→ **Selected text**:

>> begin

By the time Geocities' announcement came, I had closed down much of my website, switching things over to various places on Blogger. And now there is nothing there any more. You'll find all the relevant CV information here, along with cross links to my other blogs. These include ones with news about my writing life, the book discussions I lead and about the trip to Africa that lies behind The Violets of Usambara plus more personal things like our son's wedding, and an annual season's greeting letter (see the one for 2008). Come by and take a look.

Thursday, 22 October 2009

Quebec Moves away from PPPs--Maybe of Several Sorts

Great announcement today: the Quebec agency which is supposed to oversee the province's Private Public Partnerships--those famous PPPs that were supposed to save us a lot of money--has been given a new name. It will now be called Infrastructure Quebec, and it will also be responsible for projects constructed in the traditional way--that is by the government as lead player.

PPPs, as many people have been pointing out for a long time, are not very efficient, and they put profit, not the public good, at the list of their aims. The current Quebec government began to back away from them about a year ago, but this is a sign that perhaps someone has seen the light. Given the current avalanche of questions about payoffs and kickbacks in municipal construction projects, it's about time that the screws on public spending were tightened. We don't need less money or fewer projects, particularly as we try to relaunch the economy, but we do need to have the money spent well.

>> end

→ **Stated exercise A**: Collect each line of the records that contains the string "query". Case counts.

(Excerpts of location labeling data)
>> begin

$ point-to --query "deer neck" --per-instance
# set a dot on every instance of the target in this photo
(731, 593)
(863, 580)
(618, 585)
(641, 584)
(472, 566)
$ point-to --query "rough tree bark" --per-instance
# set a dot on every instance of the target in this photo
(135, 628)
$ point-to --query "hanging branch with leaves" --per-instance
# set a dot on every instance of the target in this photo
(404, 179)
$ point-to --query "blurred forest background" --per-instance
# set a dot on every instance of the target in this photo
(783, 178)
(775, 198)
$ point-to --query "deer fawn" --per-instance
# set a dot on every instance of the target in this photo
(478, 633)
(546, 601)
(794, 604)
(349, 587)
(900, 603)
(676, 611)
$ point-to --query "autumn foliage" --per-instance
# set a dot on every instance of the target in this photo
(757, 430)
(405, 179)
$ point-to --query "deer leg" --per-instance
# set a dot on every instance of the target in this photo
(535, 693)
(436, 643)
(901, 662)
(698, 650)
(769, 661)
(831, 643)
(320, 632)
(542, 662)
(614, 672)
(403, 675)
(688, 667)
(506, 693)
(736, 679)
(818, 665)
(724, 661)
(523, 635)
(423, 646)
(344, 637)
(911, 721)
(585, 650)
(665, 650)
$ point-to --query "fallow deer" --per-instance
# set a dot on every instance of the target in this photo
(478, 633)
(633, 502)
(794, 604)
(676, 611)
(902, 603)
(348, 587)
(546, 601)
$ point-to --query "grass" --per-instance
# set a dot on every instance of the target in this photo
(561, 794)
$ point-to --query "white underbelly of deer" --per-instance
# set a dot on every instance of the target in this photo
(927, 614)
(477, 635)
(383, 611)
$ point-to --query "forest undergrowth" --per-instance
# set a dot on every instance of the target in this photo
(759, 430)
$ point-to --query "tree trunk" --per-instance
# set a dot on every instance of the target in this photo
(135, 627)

>> end

→ **Stated exercise B**: From the blog post on Quebec's PPPs, write out the span that begins at the words "Great announcement today: the" and stops after "as lead player.".

→ **Correct result A**:
$ point-to --query "deer neck" --per-instance
$ point-to --query "rough tree bark" --per-instance
$ point-to --query "hanging branch with leaves" --per-instance
$ point-to --query "blurred forest background" --per-instance
$ point-to --query "deer fawn" --per-instance
$ point-to --query "autumn foliage" --per-instance
$ point-to --query "deer leg" --per-instance
$ point-to --query "fallow deer" --per-instance
$ point-to --query "grass" --per-instance
$ point-to --query "white underbelly of deer" --per-instance
$ point-to --query "forest undergrowth" --per-instance
$ point-to --query "tree trunk" --per-instance

→ **Correct result B**:
Great announcement today: the Quebec agency which is supposed to oversee the province's Private Public Partnerships--those famous PPPs that were supposed to save us a lot of money--has been given a new name. It will now be called Infrastructure Quebec, and it will also be responsible for projects constructed in the traditional way--that is by the government as lead player.